[TASK STATEMENT]
Pick up the news item about Elite Jets hiring new pilots and write the passage that follows its final sentence.

Elite Jets adds four pilots to meet demand
Elite Jets has added four new pilots and three other staff members to meet growing demand, says the Florida-based operator.
“Elite Jets experienced a surge in demand during the pandemic and that trend shows no sign of slowing down as we head into 2022,” said Stephen Myers, the firm’s executive vice president. “Affluent business and leisure travellers are opting to travel privately for convenience and safety and we are adding staff to ensure our clients continue enjoying an exceptional travel experience.”
The first of four pilots is Legacy 500 captain, Ralf Herrmann. Herrmann has served as a business jet pilot as well as roles as a captain and first officer for several international airlines. He completed education and training programmes at Alabama Aviation and Technical College, FlightSafety International and DFV Hamburg & Professional School for Aviation.
The second, Phenom 300 captain, Pascal Collafarina previously flew regional commercial jets as a first officer and captain. He also has experience as a flight instructor for multiple academies, including a position in which he worked under a government contract to standardise FAA examiners.

[Collected data entries]

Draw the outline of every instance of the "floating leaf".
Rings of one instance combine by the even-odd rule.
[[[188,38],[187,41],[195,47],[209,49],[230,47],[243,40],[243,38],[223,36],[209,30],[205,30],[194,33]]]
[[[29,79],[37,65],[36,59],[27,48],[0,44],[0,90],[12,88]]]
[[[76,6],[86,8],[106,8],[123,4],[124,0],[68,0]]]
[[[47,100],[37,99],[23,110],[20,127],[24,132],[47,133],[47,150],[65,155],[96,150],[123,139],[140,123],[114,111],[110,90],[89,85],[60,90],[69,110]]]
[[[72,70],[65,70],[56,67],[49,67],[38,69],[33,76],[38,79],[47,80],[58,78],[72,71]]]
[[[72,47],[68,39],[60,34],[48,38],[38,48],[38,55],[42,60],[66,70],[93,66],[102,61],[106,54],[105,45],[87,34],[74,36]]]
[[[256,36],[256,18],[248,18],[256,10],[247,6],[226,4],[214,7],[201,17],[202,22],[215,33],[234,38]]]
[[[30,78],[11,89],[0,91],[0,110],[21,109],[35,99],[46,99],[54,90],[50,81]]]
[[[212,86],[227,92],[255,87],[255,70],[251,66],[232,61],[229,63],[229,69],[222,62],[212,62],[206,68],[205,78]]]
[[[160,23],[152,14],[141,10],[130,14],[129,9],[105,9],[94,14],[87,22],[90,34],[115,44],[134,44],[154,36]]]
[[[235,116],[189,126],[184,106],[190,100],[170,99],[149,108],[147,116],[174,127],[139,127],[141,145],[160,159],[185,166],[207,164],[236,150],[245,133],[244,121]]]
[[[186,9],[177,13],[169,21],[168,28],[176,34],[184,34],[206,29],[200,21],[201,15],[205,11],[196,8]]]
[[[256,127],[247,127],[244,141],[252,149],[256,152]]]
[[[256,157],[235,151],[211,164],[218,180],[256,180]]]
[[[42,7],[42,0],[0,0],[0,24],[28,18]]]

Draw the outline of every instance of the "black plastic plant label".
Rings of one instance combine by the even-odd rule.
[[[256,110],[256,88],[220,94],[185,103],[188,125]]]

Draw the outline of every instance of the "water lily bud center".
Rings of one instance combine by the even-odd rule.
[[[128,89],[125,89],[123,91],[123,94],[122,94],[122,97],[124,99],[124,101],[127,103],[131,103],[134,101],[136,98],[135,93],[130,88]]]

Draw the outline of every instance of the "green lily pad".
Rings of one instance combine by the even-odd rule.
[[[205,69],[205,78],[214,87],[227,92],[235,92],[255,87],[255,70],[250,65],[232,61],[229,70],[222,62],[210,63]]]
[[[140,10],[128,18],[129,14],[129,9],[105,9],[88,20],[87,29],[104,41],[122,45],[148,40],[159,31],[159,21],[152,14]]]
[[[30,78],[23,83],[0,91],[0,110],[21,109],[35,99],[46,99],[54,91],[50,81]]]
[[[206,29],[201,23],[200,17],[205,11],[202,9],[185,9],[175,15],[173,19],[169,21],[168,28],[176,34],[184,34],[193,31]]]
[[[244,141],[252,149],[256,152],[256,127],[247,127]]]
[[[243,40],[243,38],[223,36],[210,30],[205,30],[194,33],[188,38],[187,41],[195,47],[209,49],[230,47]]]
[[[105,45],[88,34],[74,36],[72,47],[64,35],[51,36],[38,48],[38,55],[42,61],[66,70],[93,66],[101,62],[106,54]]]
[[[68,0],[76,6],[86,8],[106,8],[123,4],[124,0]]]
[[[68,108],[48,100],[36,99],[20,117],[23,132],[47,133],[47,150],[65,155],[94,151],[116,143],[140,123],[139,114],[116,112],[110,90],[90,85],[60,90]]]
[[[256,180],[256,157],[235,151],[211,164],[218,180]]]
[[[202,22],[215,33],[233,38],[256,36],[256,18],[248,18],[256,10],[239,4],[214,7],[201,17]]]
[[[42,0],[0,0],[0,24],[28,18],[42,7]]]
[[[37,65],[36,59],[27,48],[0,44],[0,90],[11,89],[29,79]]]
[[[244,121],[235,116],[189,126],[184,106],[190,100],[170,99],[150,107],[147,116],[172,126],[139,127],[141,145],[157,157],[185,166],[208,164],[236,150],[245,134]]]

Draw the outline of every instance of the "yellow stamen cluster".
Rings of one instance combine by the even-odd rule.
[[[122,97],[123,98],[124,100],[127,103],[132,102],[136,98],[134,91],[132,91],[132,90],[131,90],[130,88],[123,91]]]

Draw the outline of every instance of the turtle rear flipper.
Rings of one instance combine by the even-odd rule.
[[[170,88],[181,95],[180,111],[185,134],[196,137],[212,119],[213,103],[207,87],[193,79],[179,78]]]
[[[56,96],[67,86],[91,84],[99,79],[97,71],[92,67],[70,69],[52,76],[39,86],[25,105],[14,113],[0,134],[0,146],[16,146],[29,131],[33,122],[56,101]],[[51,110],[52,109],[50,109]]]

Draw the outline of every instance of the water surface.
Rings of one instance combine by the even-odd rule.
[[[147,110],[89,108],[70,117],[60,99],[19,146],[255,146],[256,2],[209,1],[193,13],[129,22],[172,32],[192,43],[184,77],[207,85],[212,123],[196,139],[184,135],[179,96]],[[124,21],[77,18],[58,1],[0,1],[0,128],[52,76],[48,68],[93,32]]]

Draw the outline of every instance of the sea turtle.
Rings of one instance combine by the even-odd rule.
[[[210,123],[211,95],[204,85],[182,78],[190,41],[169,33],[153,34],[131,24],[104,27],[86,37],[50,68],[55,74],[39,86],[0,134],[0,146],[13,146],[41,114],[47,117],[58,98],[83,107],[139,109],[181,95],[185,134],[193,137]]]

[YOUR RESPONSE]
Fellow Phenom 300 captain, Matt Simpson has been a private pilot with experience as an aviation safety officer for a Fortune 500 company and lead representative to the FAA’s safety team. Simpson also is a former International Standard for Business Aircraft Operations (ISBAO)-accredited auditor.
Last is Ken Urtz, another Phenom 300 captain. He was a flight instructor and pilot who flew 40 missions in the Persian Gulf for the US Air Force. After his military service, Urtz captained commercial, cargo and freight carriers in North, Central and South America, as well as Asia and has flown military charter and VIP flights.
Elsewhere, Elite Jets has hired Sean Nash as an executive charter consultant; Nick Farese as flight operations specialist; and Brian Adams as an airframe and power plant mechanic.